Provided text:
• • • • • • •
Hadash is a left-wing party that has supported a socialist economy and workers' rights. It emphasizes Jewish–Arab cooperation, and its leaders were among the first to support a two-state solution. Its voters are principally middle-class and secular Arabs, many from the north and Christian communities. It also drew 6,000–10,000 far-left Jewish voters during national elections in the 2010s.

The party supports evacuation of all Israeli settlements, a complete withdrawal by Israel from all territories occupied as a result of the Six-Day War, and the establishment of a Palestinian state in the West Bank and Gaza Strip. It also supports the right of return or compensation for Palestinian refugees. In addition to issues of peace and security, Hadash is known for being active on social and environmental issues. In keeping with socialist ideals, Hadash's environmental platform, led in the 2010s by Maki official Dov Khenin, calls for the nationalization of Israel's gas, mineral, and oil reserves.

Hadash has called for the recognition of Palestinian Arabs as a national minority within Israel. It has in recent times included elements of Arab nationalism in its platform.
• • • • • • •
Extracted material:

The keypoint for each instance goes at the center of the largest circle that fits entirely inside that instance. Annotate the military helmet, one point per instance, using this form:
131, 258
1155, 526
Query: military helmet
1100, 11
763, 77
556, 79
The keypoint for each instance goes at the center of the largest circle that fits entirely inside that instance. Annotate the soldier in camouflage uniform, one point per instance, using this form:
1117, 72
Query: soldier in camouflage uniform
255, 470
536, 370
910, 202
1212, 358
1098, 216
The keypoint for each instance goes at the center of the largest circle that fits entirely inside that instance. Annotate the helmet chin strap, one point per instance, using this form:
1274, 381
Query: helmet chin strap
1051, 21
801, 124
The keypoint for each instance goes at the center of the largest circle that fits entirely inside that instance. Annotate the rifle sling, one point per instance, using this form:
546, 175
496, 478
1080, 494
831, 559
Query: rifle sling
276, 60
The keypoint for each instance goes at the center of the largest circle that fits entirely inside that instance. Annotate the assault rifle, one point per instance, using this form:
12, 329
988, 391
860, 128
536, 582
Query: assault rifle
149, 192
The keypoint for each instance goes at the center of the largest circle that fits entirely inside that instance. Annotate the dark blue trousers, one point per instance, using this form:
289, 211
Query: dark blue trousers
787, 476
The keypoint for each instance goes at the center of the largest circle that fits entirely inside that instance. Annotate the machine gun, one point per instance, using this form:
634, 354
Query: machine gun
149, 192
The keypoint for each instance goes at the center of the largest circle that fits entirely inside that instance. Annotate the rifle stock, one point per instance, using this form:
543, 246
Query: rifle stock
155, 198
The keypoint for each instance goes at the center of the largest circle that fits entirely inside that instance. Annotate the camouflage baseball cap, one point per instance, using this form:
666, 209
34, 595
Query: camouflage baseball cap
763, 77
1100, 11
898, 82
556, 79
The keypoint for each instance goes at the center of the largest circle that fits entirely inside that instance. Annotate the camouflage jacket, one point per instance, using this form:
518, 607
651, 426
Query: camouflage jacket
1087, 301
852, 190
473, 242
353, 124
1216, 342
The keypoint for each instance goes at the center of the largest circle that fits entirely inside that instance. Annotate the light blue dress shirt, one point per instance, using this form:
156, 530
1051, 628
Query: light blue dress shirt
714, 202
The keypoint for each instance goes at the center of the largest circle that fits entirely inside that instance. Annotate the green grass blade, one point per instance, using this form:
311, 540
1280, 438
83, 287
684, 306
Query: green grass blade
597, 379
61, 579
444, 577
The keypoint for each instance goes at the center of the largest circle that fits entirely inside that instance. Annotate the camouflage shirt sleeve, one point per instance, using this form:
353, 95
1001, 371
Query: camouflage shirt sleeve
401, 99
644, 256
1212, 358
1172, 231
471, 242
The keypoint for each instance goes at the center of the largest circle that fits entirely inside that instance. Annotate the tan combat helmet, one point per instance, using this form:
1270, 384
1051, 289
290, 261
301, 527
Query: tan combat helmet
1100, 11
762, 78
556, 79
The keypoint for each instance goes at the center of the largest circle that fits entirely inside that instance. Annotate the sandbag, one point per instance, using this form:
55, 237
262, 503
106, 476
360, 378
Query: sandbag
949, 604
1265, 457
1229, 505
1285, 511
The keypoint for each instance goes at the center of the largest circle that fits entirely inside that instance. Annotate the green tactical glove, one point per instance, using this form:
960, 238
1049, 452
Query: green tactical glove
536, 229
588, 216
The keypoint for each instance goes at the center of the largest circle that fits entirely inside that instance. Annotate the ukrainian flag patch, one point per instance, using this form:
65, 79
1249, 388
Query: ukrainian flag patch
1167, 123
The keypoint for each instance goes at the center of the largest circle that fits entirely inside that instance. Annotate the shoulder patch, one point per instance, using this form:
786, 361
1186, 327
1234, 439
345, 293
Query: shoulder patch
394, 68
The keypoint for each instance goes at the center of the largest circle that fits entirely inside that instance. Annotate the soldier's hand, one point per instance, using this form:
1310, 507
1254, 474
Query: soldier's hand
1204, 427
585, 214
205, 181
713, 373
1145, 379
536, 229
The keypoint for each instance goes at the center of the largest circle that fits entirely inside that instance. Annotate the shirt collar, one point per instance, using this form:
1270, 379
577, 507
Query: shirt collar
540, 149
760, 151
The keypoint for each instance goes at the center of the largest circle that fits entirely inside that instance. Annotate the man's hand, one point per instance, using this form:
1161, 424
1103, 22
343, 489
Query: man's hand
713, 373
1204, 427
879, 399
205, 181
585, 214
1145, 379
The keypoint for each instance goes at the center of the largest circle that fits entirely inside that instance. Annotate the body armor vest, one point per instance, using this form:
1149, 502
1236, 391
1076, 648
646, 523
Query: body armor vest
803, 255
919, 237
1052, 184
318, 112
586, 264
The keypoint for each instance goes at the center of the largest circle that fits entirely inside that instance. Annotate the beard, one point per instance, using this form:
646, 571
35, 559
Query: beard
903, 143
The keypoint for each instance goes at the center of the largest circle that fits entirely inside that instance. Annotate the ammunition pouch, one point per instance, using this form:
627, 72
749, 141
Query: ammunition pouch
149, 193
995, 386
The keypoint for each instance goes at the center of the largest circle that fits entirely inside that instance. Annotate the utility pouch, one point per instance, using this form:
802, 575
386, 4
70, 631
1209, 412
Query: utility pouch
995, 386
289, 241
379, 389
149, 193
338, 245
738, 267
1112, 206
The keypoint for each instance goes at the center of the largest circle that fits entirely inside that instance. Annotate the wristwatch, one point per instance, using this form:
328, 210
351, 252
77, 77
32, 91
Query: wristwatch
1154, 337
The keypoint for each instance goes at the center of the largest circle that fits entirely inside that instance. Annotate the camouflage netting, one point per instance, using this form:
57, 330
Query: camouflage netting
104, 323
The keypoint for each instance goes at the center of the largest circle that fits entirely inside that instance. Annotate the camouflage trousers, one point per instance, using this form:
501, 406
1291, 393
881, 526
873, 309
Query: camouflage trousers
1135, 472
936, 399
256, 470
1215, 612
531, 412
• • • • • • •
What needs to be done:
Reproduce verbatim the stretch of the Hadash party text from "Hadash is a" through "in the 2010s.".

Your solution:
Hadash is a left-wing party that has supported a socialist economy and workers' rights. It emphasizes Jewish–Arab cooperation, and its leaders were among the first to support a two-state solution. Its voters are principally middle-class and secular Arabs, many from the north and Christian communities. It also drew 6,000–10,000 far-left Jewish voters during national elections in the 2010s.